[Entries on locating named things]
******

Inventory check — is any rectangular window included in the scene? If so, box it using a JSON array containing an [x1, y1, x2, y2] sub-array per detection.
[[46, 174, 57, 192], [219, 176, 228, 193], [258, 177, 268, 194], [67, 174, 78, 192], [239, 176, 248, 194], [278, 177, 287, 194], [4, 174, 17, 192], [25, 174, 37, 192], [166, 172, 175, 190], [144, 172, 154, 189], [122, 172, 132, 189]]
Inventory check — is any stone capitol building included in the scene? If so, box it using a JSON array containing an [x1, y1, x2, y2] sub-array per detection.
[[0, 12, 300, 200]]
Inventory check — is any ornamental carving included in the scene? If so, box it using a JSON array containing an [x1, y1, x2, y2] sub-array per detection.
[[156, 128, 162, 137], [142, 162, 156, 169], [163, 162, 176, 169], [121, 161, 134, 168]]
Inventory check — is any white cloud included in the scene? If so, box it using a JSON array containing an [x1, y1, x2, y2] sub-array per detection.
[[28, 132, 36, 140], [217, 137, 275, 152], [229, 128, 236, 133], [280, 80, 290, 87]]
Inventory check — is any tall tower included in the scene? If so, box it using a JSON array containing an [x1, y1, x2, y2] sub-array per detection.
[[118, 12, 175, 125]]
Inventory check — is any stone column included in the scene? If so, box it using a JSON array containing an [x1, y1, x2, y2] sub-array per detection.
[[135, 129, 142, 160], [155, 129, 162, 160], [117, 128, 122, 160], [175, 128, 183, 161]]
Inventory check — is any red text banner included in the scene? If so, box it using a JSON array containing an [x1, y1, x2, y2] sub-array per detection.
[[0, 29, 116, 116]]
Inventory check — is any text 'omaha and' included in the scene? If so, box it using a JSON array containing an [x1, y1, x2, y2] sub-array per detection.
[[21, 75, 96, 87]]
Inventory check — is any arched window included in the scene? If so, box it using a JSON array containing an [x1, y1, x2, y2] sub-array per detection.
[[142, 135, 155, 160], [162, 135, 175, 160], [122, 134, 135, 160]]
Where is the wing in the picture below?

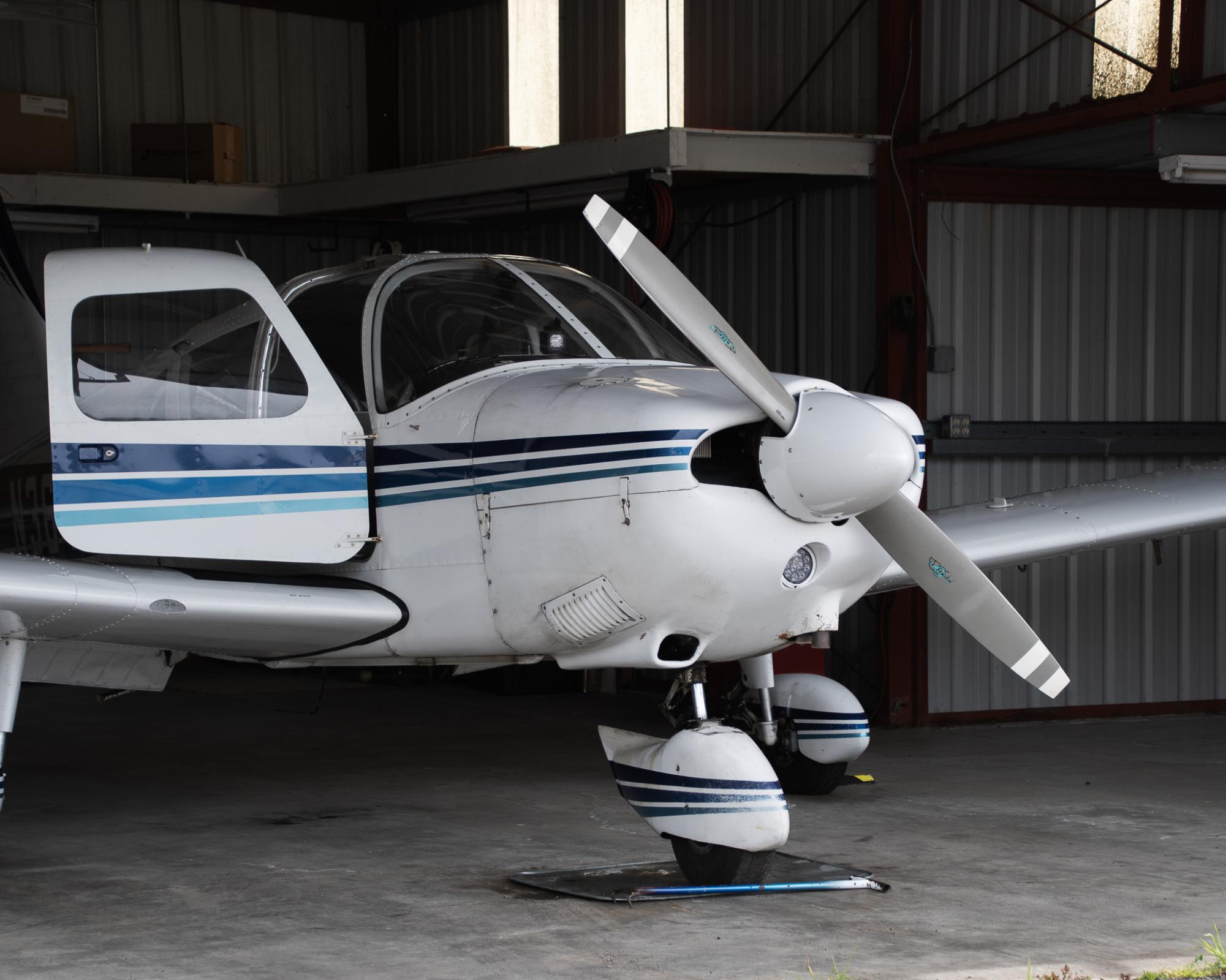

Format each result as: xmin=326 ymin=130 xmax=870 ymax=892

******

Starting at the line that contains "Inventory check — is any stone capitol", restate each line verbatim through the final line of the listing, skipping all pictures.

Inventory check — is any stone capitol building included in the scene? If so, box it using a JSON array containing an [x1, y1, x2, y2] sub-array per detection.
[[0, 12, 300, 200]]
Inventory check — is any ornamental carving included in the scene? If so, box it using a JSON array containing an [x1, y1, x2, y2] sub-array per detection.
[[156, 128, 162, 137], [142, 162, 156, 169], [163, 162, 176, 169], [121, 161, 134, 168]]
Inventory check — is any white cloud included in the scene? If so, box it using a JSON array containing an [x1, y1, x2, y2] sub-array per detection.
[[28, 132, 36, 140], [217, 137, 275, 152], [229, 128, 236, 133], [280, 80, 290, 87]]
Inventory check — is any tall tower included in the scene? If so, box it using a JSON array containing an [x1, y1, x2, y2] sub-array per detection.
[[118, 12, 175, 125]]
Inventory check — is any stone column included in the scene? If so, box it using a JSON array containing an [x1, y1, x2, y2] sub-array per detection.
[[135, 129, 142, 160], [155, 129, 162, 160], [117, 128, 122, 160], [175, 128, 183, 161]]
Inventory check — is any red text banner included in the scene? If so, box it using a JSON array containing an [x1, y1, x2, y2] sub-array per detection.
[[0, 29, 116, 116]]
Inventory check — is any text 'omaha and' included in the scene? If so, box it using a JSON array containing an [x1, y1, x2, y2] sub-array per detection.
[[21, 75, 96, 87]]
Inventory check — is any arched window included in the scene? If so, box it using a JSON array containing an [x1, y1, x2, y2] sub-array per detection.
[[142, 135, 155, 160], [162, 135, 175, 160], [122, 134, 135, 160]]
Where is the wing in the picture below?


Format each result as: xmin=326 ymin=130 xmax=870 ymax=892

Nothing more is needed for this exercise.